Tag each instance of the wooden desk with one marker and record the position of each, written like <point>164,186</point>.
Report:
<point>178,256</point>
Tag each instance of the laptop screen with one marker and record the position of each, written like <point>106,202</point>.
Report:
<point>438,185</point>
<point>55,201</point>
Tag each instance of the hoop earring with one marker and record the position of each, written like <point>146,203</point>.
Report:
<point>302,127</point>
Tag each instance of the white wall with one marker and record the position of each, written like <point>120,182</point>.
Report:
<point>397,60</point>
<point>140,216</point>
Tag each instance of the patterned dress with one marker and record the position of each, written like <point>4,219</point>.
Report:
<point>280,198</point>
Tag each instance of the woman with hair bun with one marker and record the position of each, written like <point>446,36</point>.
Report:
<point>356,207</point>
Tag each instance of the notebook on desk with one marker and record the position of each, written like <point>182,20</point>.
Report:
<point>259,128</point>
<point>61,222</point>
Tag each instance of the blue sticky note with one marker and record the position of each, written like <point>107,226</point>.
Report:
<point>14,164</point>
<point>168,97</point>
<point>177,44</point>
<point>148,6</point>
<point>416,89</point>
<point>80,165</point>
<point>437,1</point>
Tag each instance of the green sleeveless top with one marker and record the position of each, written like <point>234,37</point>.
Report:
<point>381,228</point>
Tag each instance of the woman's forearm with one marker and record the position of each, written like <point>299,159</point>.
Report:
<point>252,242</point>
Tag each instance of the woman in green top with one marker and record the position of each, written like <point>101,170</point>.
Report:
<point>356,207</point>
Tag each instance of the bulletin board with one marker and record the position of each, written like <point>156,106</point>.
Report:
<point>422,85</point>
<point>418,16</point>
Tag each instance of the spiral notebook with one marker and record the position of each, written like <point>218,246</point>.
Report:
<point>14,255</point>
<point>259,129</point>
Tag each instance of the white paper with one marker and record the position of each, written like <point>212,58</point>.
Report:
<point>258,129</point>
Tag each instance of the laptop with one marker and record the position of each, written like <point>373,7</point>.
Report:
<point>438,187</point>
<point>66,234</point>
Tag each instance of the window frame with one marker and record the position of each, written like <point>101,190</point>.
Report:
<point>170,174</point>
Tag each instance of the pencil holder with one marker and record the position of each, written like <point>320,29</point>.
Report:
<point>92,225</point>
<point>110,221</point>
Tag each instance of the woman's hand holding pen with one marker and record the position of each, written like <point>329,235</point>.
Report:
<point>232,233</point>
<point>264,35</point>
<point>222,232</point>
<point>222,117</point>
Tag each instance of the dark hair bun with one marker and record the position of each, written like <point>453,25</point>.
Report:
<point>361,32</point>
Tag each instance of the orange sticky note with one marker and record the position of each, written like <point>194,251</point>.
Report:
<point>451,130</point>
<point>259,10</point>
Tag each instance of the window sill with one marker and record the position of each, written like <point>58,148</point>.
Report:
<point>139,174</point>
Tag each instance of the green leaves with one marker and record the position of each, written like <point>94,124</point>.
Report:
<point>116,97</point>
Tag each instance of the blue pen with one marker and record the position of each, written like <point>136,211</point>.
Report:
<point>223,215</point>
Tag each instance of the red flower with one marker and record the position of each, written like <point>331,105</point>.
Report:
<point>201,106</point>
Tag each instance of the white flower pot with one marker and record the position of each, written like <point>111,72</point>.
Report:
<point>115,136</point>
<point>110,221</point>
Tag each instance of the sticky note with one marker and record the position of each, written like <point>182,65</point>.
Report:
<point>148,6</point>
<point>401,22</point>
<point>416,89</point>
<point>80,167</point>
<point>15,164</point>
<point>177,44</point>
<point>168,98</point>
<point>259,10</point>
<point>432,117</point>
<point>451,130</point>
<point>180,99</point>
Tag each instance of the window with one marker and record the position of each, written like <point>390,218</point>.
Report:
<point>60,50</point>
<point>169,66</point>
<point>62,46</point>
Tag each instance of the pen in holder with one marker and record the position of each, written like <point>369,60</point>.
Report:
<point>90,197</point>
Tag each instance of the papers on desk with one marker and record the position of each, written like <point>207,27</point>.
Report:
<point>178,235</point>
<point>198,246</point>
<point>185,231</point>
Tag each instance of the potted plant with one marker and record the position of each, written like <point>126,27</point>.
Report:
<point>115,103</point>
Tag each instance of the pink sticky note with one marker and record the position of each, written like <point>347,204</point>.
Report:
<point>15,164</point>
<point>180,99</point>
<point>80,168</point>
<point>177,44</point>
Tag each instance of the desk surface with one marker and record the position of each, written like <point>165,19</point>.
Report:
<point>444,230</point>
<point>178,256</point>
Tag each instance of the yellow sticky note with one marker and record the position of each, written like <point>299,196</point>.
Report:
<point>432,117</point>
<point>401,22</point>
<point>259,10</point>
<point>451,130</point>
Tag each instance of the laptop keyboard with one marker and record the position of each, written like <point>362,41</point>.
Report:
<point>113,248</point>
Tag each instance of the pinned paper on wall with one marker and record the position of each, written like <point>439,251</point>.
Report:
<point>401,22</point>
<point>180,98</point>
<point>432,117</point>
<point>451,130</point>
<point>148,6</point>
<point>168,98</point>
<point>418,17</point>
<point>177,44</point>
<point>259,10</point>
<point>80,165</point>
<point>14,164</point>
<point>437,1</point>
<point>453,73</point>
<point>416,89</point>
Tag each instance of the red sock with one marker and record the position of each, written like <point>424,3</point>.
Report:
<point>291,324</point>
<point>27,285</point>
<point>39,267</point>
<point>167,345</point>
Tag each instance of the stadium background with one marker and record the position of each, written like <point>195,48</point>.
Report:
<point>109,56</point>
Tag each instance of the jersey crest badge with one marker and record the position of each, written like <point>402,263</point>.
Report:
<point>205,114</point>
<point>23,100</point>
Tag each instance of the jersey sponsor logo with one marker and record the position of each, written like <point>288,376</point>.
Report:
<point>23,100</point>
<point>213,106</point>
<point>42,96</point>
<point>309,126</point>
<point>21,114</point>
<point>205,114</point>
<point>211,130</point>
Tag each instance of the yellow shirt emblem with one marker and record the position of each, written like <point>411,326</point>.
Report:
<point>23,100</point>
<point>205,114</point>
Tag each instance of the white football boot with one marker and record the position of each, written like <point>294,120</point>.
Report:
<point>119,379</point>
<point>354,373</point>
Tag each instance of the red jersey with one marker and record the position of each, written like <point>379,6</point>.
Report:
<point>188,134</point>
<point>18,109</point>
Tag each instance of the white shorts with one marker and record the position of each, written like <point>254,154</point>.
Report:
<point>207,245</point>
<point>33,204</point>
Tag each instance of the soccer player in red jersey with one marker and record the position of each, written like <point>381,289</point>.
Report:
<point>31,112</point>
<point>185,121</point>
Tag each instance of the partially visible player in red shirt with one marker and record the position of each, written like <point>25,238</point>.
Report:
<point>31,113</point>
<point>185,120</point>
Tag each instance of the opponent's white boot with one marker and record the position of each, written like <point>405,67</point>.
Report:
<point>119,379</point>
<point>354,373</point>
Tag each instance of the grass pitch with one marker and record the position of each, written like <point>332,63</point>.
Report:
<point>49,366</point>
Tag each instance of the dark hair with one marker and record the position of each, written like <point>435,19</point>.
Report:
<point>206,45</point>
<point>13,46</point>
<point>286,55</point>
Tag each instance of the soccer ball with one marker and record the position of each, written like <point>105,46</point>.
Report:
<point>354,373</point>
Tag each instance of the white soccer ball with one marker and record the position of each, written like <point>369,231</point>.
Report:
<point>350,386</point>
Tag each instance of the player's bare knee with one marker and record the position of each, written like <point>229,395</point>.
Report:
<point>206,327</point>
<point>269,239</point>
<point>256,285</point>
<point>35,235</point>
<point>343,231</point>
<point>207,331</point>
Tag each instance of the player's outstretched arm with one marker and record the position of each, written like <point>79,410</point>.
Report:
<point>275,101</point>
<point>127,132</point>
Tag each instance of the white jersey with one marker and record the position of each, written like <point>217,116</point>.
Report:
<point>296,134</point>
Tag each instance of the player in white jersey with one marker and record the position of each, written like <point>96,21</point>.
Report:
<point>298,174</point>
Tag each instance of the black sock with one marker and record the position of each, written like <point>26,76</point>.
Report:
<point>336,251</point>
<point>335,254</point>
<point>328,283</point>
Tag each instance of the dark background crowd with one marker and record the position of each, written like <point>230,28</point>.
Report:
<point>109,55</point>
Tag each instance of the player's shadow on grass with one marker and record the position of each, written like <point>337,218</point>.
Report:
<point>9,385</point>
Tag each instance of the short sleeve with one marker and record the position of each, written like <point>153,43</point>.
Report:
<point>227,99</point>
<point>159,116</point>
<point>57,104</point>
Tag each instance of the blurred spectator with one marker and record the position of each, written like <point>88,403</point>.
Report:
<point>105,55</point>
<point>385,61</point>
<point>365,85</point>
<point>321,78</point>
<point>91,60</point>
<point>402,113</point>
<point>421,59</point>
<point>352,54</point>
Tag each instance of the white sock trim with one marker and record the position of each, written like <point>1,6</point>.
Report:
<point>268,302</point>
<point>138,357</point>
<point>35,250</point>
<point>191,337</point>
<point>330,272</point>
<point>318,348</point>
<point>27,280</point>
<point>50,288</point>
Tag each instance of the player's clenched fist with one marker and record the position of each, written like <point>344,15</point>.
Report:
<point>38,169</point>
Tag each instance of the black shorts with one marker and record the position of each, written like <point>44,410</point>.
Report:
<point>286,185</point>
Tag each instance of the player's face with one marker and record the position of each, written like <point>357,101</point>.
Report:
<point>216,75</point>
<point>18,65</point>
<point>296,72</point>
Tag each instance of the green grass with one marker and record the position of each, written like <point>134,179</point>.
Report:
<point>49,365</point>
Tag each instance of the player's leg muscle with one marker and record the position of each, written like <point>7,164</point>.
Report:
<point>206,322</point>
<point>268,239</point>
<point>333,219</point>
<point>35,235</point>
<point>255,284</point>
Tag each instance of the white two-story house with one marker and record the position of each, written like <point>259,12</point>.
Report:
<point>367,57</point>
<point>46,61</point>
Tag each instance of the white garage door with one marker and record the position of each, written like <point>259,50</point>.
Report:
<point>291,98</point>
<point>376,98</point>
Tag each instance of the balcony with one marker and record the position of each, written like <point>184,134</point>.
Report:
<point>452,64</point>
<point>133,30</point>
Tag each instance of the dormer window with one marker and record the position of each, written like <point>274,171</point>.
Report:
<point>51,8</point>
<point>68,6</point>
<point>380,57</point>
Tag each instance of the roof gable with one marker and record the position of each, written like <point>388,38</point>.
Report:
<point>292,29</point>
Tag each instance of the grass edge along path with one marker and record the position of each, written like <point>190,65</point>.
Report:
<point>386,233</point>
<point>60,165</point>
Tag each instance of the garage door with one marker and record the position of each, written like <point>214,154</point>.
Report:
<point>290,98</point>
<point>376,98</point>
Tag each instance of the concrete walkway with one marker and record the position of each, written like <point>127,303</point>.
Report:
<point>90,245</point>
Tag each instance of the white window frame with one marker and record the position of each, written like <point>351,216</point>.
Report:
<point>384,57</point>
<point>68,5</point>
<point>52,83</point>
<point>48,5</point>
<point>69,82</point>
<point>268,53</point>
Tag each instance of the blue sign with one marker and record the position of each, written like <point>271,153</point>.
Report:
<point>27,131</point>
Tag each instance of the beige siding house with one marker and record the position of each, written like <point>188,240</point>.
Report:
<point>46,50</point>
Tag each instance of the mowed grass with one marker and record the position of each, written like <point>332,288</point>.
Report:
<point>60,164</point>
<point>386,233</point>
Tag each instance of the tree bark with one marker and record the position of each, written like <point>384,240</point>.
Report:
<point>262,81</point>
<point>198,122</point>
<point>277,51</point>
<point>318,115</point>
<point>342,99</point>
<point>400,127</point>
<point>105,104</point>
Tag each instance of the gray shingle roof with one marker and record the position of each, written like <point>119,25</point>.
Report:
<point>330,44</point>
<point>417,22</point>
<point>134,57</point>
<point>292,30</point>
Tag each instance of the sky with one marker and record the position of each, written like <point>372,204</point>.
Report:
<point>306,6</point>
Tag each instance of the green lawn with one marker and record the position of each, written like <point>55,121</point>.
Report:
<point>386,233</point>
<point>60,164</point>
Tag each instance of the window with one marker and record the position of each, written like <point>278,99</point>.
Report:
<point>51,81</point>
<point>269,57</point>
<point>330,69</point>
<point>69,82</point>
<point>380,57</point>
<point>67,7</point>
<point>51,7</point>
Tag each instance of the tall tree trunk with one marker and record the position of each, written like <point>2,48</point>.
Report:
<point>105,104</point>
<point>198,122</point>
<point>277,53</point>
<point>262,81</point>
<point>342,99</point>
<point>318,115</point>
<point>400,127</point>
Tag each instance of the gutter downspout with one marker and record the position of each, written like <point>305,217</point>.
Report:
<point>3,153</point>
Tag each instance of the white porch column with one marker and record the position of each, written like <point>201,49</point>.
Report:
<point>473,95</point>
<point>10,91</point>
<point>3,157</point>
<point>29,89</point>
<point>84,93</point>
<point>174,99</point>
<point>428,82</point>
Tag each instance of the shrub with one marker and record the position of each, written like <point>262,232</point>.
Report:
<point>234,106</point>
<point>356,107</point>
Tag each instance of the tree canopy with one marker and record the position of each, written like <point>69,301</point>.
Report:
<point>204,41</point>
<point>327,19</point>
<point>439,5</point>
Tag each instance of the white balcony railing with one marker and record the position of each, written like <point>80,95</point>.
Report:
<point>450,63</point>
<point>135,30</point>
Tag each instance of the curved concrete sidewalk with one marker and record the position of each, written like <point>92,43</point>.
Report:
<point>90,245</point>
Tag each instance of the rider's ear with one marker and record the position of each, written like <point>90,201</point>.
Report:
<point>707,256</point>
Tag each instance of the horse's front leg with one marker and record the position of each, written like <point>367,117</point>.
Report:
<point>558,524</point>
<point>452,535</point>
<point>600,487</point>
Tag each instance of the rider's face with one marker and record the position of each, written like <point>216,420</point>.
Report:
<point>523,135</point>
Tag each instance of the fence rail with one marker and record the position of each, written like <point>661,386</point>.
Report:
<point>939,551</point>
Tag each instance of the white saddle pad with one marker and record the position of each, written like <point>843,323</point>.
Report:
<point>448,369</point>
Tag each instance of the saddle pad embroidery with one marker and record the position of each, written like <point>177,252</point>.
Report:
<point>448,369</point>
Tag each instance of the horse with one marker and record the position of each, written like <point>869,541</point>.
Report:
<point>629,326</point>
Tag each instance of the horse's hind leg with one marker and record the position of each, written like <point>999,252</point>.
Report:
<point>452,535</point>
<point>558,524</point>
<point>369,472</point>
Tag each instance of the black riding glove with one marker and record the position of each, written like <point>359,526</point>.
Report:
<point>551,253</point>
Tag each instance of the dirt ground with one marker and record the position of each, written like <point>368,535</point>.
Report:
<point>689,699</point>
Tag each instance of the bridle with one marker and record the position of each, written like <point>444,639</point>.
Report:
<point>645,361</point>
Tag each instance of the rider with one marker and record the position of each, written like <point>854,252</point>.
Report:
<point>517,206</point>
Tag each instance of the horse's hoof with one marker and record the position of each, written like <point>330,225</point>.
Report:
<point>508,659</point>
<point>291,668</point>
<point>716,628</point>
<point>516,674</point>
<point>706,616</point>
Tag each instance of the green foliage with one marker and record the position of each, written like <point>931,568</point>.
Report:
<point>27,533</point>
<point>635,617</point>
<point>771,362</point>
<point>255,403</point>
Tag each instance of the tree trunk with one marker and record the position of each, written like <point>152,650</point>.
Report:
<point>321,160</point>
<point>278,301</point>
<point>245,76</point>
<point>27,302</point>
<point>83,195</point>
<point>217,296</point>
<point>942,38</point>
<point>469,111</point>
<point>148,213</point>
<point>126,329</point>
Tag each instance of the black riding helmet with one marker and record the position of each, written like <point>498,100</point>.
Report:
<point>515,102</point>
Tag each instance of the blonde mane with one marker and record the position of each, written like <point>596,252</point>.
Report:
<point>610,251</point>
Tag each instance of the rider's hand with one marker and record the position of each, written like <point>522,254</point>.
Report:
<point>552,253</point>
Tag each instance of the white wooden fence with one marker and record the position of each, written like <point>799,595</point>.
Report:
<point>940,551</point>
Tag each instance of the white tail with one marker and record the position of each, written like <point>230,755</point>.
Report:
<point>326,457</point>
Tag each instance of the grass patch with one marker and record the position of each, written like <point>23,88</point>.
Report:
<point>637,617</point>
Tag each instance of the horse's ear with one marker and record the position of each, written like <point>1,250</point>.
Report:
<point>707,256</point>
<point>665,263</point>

+ + + +

| What is required |
Every line above that includes the word "sticky" must appear in the answer.

| Solution to this exercise |
Tag each instance of the blue sticky note with one marker and record the position of each, written like <point>107,226</point>.
Tag each instance of the orange sticky note with one marker and record the position of each, written like <point>194,251</point>.
Tag each instance of the sticky note with one marker and record the position of each, written like <point>182,65</point>.
Tag each instance of the pink sticky note with one marker and record the position of each, written like <point>347,204</point>.
Tag each instance of the yellow sticky note with one marker and record the position of each, written like <point>299,196</point>.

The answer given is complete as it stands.